▸ Work item
Each entry should be repeated exactly. Its pictures should not be.

▸ Data provided
════════════════

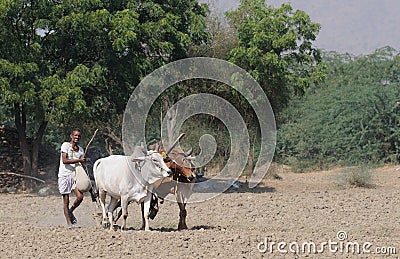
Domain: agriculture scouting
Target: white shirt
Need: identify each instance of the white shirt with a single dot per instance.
(69, 169)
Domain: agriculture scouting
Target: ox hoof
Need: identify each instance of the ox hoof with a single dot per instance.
(184, 227)
(106, 225)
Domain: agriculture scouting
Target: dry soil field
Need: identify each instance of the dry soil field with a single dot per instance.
(280, 218)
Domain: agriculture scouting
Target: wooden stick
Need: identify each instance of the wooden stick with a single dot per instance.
(176, 142)
(90, 142)
(22, 175)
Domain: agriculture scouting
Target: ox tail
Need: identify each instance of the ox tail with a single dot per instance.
(95, 172)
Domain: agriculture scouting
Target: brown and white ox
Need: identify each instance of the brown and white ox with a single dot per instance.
(182, 180)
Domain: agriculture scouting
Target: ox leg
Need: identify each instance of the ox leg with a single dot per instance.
(111, 207)
(102, 195)
(146, 212)
(124, 209)
(182, 216)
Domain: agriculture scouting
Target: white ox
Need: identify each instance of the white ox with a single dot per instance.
(128, 178)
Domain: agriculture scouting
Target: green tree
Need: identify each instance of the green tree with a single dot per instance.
(30, 90)
(275, 47)
(70, 62)
(352, 118)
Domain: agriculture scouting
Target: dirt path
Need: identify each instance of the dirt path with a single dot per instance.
(299, 210)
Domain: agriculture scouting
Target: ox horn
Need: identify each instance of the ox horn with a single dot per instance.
(176, 142)
(189, 152)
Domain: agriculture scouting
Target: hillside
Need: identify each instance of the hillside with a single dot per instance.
(356, 27)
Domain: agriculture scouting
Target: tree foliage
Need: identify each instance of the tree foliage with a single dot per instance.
(67, 62)
(275, 47)
(352, 118)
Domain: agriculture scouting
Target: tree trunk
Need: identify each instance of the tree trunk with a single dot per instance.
(30, 154)
(35, 148)
(20, 124)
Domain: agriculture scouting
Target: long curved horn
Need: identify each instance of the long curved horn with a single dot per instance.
(176, 142)
(189, 152)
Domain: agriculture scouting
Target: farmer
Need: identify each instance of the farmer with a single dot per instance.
(71, 156)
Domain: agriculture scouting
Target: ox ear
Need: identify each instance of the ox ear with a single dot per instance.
(189, 152)
(150, 152)
(137, 159)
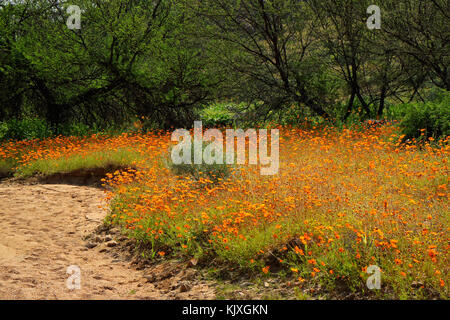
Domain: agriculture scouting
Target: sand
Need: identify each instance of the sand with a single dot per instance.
(44, 230)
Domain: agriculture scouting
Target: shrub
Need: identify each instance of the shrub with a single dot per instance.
(212, 172)
(217, 114)
(427, 119)
(24, 129)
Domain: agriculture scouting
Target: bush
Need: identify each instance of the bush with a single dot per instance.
(212, 172)
(427, 119)
(24, 129)
(217, 115)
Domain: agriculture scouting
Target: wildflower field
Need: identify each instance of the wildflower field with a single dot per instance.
(343, 200)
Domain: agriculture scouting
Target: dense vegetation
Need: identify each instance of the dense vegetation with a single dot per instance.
(165, 60)
(364, 119)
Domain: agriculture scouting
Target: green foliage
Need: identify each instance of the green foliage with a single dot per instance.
(24, 129)
(121, 157)
(433, 116)
(217, 115)
(212, 172)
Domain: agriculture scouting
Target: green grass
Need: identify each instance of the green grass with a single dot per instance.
(123, 157)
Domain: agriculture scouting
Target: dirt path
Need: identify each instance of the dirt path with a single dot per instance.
(42, 232)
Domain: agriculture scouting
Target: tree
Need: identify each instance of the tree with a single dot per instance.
(269, 48)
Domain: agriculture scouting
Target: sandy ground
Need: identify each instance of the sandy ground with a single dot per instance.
(43, 231)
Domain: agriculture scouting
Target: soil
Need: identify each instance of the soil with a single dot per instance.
(45, 228)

════════════════

▸ Exercise solution
Domain: agriculture scouting
Target: white shirt
Need: identify each instance of the white shirt with a single dot per instance.
(69, 169)
Domain: agriculture scouting
Target: ox hoof
Need: identify each instance of the ox hoof with a single dot per instance.
(184, 227)
(106, 225)
Domain: agriculture scouting
Target: dry soil field
Need: identify each instance of the dry soil field with a single dot per instance.
(280, 218)
Domain: agriculture scouting
Target: wooden stick
Need: identify each instance of the wooden stick with a single dot per instance.
(176, 142)
(90, 142)
(22, 175)
Domain: agriculture scouting
Target: ox tail
Need: identify each instance of the ox tail with a single dot per instance.
(95, 172)
Domain: agriculture scouting
Target: brown and white ox
Need: identify each instance of the brown and white ox with a single dot per instance.
(182, 180)
Domain: agriculture scouting
Target: ox leg
Need: identify each instance of the ox leg with a single dot per instance.
(111, 207)
(102, 195)
(146, 212)
(124, 209)
(182, 216)
Domain: agriculture scouting
Target: white ox
Need: identify each instance of the white ox with a single dot per instance.
(128, 178)
Domain: agriculture scouting
Target: green tree
Need: identify each instance of the green tree with a single dot per instance.
(30, 90)
(275, 47)
(70, 62)
(352, 118)
Domain: agriculture scouting
Target: dirt path
Need: identify each instance of the dirt path with a single dot per instance.
(299, 210)
Domain: agriculture scouting
Target: ox horn
Need: identify each instance of the ox horn with a single dot per instance.
(176, 142)
(189, 152)
Domain: agriculture scouting
Target: hillside
Need: identify each instance of the hillside with a single dot per instance.
(356, 27)
Domain: agriculture scouting
Target: tree foliage
Need: identify each instance of the tree foliage with a single dot per instance.
(67, 62)
(275, 47)
(352, 118)
Domain: agriculture scouting
Target: tree trunk
Need: identify each instance of the tree trunk with a single dot per instance.
(30, 154)
(35, 148)
(20, 124)
Domain: agriculture scouting
Target: long curved horn
Need: identify each instance of the long curved horn with a single dot per instance.
(176, 142)
(189, 152)
Domain: agriculture scouting
Target: farmer
Need: identify each instance of the farmer with a single dot per instance.
(71, 156)
Domain: agriculture scouting
Target: ox ear
Need: identify each instance of the ox ear with a single dot per instance.
(189, 152)
(150, 152)
(137, 159)
Domain: agriculture scouting
Target: sand
Need: identify each instance of the sand with a single dot per instance.
(44, 230)
Domain: agriculture scouting
Target: shrub
Need: identify each instance of the shrub with a single dot per instance.
(212, 172)
(217, 114)
(427, 119)
(24, 129)
Domain: agriculture scouting
Target: bush
Need: identify each instance of the bush with a single dot per instance.
(212, 172)
(427, 119)
(24, 129)
(217, 115)
Domain: agriculture scouting
Target: wildflower field
Need: identify each instance of the wildflower field with a single dot per instance.
(343, 200)
Domain: agriculture scouting
Target: dense vegetation
Need: identify each instance of the dense vegetation with a single dot per instance.
(165, 60)
(364, 119)
Domain: agriculture scouting
Target: green foliage
Need: identify each instance of the green foliage with a single dot per instance.
(24, 129)
(121, 157)
(433, 116)
(217, 115)
(212, 172)
Domain: agriculture scouting
Target: green grass
Need: identify each instance of the green grass with a single dot per instance.
(123, 157)
Domain: agriculture scouting
Target: dirt path
Need: identify each instance of the dirt path with a single dot per instance.
(42, 232)
Domain: agriculture scouting
Target: tree
Need: identify each instance of the tree with a single dot per instance.
(269, 48)
Domain: agriculture scouting
Target: sandy ground
Need: identify each instance of the sandy ground with a single dot per instance.
(43, 231)
Domain: agriculture scouting
Target: soil
Need: identify each instance of the soil with a single dot per instance.
(45, 228)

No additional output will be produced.